++++ Extracted entries

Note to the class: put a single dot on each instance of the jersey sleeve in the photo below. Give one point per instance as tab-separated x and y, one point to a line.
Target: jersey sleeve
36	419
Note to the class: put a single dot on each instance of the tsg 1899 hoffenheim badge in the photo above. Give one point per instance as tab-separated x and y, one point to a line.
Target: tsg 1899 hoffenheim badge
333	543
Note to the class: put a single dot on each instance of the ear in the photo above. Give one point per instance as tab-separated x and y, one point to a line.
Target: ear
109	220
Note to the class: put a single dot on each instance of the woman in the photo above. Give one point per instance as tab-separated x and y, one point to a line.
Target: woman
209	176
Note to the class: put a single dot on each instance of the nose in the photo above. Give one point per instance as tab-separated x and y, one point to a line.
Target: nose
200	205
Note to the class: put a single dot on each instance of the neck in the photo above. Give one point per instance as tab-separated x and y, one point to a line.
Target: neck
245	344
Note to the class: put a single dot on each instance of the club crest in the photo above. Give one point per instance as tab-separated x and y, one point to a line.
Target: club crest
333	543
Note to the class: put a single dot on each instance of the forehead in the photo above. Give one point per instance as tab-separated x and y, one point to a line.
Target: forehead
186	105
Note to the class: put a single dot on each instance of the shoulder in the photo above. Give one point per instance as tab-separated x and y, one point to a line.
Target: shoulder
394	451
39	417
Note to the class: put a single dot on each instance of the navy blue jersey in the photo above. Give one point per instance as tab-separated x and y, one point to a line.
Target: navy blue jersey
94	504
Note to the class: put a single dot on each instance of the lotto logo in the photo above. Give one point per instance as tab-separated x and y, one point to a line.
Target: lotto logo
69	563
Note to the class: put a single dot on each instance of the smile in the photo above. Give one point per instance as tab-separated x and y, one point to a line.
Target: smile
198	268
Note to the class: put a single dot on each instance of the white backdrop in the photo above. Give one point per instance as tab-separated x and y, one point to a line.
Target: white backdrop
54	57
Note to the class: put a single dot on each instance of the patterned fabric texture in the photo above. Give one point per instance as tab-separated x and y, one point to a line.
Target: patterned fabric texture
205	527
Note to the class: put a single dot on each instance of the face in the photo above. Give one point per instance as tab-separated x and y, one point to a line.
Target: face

++++++++

**Task brief**
Give back exactly the lines beginning at the one with "of the white" and ending at the final line of the material; both boundary lines belong in it.

**Result for this exercise**
Note to the class: put a single dot on each instance of the white backdrop in the photo above. Give one point per instance as tab-separated x and y, one point to a line.
Target: white backdrop
54	57
Note to the class: put a single dot on each instance of the patterned fabric texture in the photo above. Give one point per instance as tab-separated x and y, one point to a line.
Target: patterned fabric texture
205	527
Note to the class: put a single dot on each instance of the face in the photo above. Give one point per instance as tab-separated x and y, one point to a line.
Target: face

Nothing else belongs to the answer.